====== DATA RECORDS
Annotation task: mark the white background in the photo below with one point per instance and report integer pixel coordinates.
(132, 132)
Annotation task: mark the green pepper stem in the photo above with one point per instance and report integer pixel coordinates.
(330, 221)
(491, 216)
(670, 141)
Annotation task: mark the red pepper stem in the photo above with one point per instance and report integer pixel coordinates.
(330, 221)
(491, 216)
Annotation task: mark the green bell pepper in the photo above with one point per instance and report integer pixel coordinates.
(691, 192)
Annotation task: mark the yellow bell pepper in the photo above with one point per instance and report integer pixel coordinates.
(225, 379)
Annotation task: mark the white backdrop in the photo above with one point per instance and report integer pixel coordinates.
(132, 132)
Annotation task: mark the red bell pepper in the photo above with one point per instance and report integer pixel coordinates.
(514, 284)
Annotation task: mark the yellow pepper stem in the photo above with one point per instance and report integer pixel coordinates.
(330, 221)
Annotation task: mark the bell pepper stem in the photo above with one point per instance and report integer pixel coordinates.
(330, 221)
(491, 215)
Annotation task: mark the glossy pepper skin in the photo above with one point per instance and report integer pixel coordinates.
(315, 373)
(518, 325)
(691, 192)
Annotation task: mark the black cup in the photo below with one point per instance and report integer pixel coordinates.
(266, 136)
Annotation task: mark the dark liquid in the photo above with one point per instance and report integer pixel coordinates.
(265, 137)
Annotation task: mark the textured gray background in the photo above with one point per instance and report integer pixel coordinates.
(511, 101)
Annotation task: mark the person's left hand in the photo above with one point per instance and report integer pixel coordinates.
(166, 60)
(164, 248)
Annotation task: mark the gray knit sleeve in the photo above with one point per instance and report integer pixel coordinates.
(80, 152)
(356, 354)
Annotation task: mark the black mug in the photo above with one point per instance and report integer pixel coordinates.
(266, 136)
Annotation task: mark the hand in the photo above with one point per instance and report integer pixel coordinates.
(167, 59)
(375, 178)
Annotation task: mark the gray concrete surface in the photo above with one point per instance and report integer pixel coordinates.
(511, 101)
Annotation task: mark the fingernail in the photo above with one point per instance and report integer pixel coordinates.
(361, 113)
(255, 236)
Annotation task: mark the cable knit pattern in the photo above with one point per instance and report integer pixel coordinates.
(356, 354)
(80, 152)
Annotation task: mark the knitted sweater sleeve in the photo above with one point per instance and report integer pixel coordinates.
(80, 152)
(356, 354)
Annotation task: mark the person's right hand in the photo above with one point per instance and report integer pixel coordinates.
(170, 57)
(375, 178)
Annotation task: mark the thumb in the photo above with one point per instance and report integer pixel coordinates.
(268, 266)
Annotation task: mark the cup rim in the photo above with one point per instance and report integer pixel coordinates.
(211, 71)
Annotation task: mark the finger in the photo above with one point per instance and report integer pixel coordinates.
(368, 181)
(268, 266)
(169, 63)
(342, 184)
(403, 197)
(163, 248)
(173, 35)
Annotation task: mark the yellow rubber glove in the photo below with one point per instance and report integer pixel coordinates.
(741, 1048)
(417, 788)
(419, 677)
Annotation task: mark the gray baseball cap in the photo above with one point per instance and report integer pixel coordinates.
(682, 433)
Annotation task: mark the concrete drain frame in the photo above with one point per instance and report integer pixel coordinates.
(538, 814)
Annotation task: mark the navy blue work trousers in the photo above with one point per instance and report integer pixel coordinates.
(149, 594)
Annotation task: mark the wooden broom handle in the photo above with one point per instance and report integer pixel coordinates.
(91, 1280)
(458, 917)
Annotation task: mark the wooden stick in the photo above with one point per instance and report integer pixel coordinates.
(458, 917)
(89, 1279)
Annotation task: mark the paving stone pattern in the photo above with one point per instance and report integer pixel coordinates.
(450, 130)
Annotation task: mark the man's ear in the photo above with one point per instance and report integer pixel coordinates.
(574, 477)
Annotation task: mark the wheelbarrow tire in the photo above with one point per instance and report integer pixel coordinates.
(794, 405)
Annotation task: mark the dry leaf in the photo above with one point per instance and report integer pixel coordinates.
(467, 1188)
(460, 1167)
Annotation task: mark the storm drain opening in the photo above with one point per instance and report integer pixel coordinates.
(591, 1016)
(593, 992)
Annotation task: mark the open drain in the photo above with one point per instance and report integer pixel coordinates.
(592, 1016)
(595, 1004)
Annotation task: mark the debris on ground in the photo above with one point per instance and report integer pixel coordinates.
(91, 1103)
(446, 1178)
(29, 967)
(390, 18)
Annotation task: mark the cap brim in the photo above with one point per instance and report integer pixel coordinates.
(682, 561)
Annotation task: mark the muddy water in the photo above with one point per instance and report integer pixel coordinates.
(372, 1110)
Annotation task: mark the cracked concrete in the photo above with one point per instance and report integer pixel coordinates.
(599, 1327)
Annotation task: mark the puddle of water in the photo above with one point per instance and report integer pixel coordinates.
============
#### [EXERCISE AIM]
Make an exact transcription of the entries above.

#### [OUTPUT]
Annotation task: mark the white background in the photo below with one point per instance and report integer pixel coordinates.
(132, 132)
Annotation task: mark the green pepper stem in the photo above with one point per instance and report integer pixel coordinates.
(330, 221)
(491, 216)
(670, 141)
Annotation task: mark the red pepper stem in the photo above with one point per instance and report integer pixel coordinates.
(330, 221)
(491, 216)
Annotation task: mark the green bell pepper in the photo above with one point per instance and report integer pixel coordinates.
(691, 192)
Annotation task: mark the yellow bell pepper in the photo above with one point per instance and report integer pixel coordinates.
(225, 379)
Annotation task: mark the white backdrop in the photo above with one point per instance and report integer pixel coordinates.
(132, 132)
Annotation task: mark the red bell pepper in the photo above with one point per instance and report integer pixel coordinates.
(514, 284)
Annotation task: mark the yellow pepper stem in the photo above with one point per instance and report integer pixel coordinates.
(330, 221)
Annotation task: mark the bell pepper stem in the photo above with one point per instance and report integer pixel coordinates.
(330, 221)
(491, 215)
Annotation task: mark the glossy pepper skin in the photo above with one point per instance and report integer pixel coordinates.
(315, 373)
(518, 325)
(691, 192)
Annotation task: mark the black cup in the photo below with one point per instance and report integer pixel coordinates.
(266, 136)
Annotation task: mark the dark liquid in the photo above with one point per instance and report integer pixel coordinates.
(265, 137)
Annotation task: mark the textured gray background in the photo above with one point per instance and report integer pixel coordinates.
(511, 101)
Annotation task: mark the person's left hand in the photo above with one point per instance and report integer pixel coordinates.
(166, 60)
(164, 248)
Annotation task: mark the gray knit sleeve in the photo above with one point per instance and report integer pixel coordinates.
(80, 152)
(356, 354)
Annotation task: mark the black mug in the photo above with one point per instance and report integer pixel coordinates.
(266, 136)
Annotation task: mark the hand in the photo above with one point per instance and report integer pixel coordinates.
(167, 59)
(375, 178)
Annotation task: mark the gray concrete surface in the photo above with one point per instance and report integer pixel coordinates.
(511, 101)
Annotation task: mark the fingernail in the photo above with one point per instance and report integer pixel coordinates.
(361, 113)
(255, 236)
Annotation task: mark the cable knit pattern in the photo above with one point per instance and report integer pixel coordinates.
(356, 354)
(80, 152)
Annotation task: mark the knitted sweater sleeve in the photo above with one point per instance and report integer pixel coordinates.
(80, 152)
(356, 354)
Annotation task: mark the person's right hand in the photo above with one point per instance and report integer pixel coordinates.
(170, 57)
(375, 178)
Annotation task: mark the thumb in the photo above with one point per instance and report integer pixel coordinates.
(268, 266)
Annotation task: mark the cup rim in the photo above with one point per instance and report integer pixel coordinates.
(211, 71)
Annotation task: mark the finger in the photo above with one point per instance and report integer pixel coordinates.
(368, 181)
(268, 266)
(169, 63)
(342, 184)
(403, 197)
(163, 248)
(173, 35)
Annotation task: mark the yellow rubber glove in the photo below with one point per instance and report integer pixel coordinates.
(741, 1048)
(417, 788)
(419, 677)
Annotation task: mark the gray baseball cap in the photo above with one point per instance and report integer pixel coordinates.
(682, 433)
Annotation task: mark the concrete drain frame in the photo above with one point per instance and report integer pixel coordinates.
(538, 814)
Annotation task: mark the navy blue work trousers in the photo above with one point per instance and report integer pixel coordinates.
(149, 594)
Annotation task: mark the wooden broom handle in the photo above with one point per instance and report integer pixel coordinates.
(91, 1280)
(458, 917)
Annotation task: mark the wooden stick in the photo above with one point per instance and report integer pixel coordinates.
(458, 917)
(89, 1279)
Annotation task: mark the paving stone pattern in the photo above with one point per instance and report integer pixel coordinates.
(450, 130)
Annotation task: mark the man's ear in the photo above with one point per instance and report integer pixel coordinates.
(574, 477)
Annotation task: mark the wheelbarrow tire in the photo above with one point per instance and report integer pixel coordinates.
(794, 405)
Annotation task: mark the dry leaf in the photo above with one point per instance and report integer pixel coordinates.
(467, 1188)
(460, 1167)
Annotation task: mark the storm drain opening in the photo above with one point per instance and report integer pixel coordinates.
(591, 1016)
(593, 992)
Annotation task: mark the open drain in the photo above with one point per instance and report integer pixel coordinates.
(592, 1016)
(595, 1004)
Annotation task: mark the debris on ground in the photo above with one point per instance and report integer pixel coordinates.
(91, 1103)
(446, 1178)
(29, 967)
(390, 18)
Annotation task: mark the cap brim in the photo above with one point per instance and report integer pixel coordinates.
(682, 561)
Annotation task: mark the muddy water in the photo above with one point per instance and report integer pixel coordinates.
(372, 1110)
Annotation task: mark the cracked concrete in the photo above with one point per instance and report integer pixel coordinates.
(599, 1327)
Annotation task: mark the puddle of water in the photo above with one point per instance and report integer pixel coordinates.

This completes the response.